Pull out every line that contains the string "strip". Matching is case-sensitive.

▬▬▬

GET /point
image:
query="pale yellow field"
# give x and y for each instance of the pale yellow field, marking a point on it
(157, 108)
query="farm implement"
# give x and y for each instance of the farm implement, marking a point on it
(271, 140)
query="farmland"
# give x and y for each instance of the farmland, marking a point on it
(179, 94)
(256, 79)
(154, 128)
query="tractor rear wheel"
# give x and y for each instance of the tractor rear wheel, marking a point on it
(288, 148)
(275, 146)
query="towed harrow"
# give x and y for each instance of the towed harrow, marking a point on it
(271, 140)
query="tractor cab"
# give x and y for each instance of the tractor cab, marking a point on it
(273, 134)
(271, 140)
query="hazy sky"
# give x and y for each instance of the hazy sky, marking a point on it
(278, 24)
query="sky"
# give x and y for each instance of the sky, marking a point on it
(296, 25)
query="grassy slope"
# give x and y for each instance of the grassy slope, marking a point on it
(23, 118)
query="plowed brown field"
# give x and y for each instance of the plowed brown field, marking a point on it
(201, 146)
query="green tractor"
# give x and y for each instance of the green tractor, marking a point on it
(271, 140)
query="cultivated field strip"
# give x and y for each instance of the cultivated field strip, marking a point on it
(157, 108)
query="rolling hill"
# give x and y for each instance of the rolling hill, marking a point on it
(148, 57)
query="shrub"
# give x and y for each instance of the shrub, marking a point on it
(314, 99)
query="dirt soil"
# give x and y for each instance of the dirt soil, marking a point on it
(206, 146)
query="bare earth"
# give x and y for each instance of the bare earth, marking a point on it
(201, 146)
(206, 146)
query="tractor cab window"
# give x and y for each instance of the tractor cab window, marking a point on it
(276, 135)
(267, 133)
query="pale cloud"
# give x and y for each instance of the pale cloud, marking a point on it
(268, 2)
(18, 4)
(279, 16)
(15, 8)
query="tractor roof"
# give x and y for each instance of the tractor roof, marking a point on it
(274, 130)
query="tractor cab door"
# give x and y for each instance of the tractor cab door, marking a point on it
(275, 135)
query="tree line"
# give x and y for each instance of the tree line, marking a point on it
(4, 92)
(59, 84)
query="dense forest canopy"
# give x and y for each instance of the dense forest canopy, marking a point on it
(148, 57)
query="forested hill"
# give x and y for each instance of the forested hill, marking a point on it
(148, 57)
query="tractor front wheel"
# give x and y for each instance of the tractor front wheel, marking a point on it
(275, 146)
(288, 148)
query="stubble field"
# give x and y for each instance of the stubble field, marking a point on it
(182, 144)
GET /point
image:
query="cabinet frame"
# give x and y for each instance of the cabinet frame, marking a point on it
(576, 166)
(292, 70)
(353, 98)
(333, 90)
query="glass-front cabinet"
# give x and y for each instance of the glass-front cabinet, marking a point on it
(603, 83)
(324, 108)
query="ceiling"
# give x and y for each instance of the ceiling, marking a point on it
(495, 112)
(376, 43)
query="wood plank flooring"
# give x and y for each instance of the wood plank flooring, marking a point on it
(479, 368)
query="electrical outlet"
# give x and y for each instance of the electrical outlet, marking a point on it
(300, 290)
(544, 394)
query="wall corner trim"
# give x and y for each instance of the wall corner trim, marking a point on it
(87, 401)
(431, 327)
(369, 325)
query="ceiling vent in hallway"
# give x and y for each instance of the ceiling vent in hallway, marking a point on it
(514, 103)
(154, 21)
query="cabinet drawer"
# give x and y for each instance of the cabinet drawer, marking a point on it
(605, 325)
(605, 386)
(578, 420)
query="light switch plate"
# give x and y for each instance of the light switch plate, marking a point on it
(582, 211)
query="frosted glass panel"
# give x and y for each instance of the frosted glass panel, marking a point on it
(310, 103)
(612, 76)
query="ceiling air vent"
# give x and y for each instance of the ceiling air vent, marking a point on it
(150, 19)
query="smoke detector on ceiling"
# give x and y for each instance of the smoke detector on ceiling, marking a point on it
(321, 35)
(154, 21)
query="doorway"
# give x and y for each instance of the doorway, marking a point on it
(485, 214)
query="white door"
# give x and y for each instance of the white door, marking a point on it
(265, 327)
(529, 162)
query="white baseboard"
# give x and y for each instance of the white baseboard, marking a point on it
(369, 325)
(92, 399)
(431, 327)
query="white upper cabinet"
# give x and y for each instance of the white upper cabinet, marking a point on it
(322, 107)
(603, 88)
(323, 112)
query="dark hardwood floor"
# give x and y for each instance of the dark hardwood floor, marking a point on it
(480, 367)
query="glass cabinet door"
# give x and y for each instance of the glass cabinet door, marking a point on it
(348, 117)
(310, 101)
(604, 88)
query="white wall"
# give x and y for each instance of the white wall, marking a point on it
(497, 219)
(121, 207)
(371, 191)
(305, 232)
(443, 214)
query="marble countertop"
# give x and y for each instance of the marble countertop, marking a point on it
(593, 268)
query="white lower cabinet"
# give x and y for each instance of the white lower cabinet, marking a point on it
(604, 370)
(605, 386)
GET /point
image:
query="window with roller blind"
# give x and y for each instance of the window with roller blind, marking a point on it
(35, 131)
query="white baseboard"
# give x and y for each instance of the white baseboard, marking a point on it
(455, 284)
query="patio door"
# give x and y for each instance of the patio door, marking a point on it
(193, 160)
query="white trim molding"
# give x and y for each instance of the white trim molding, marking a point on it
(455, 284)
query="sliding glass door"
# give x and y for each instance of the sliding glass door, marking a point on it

▬▬▬

Task output
query="cultivated field strip"
# give x and y for each instance of the cultivated field strip, marking a point on it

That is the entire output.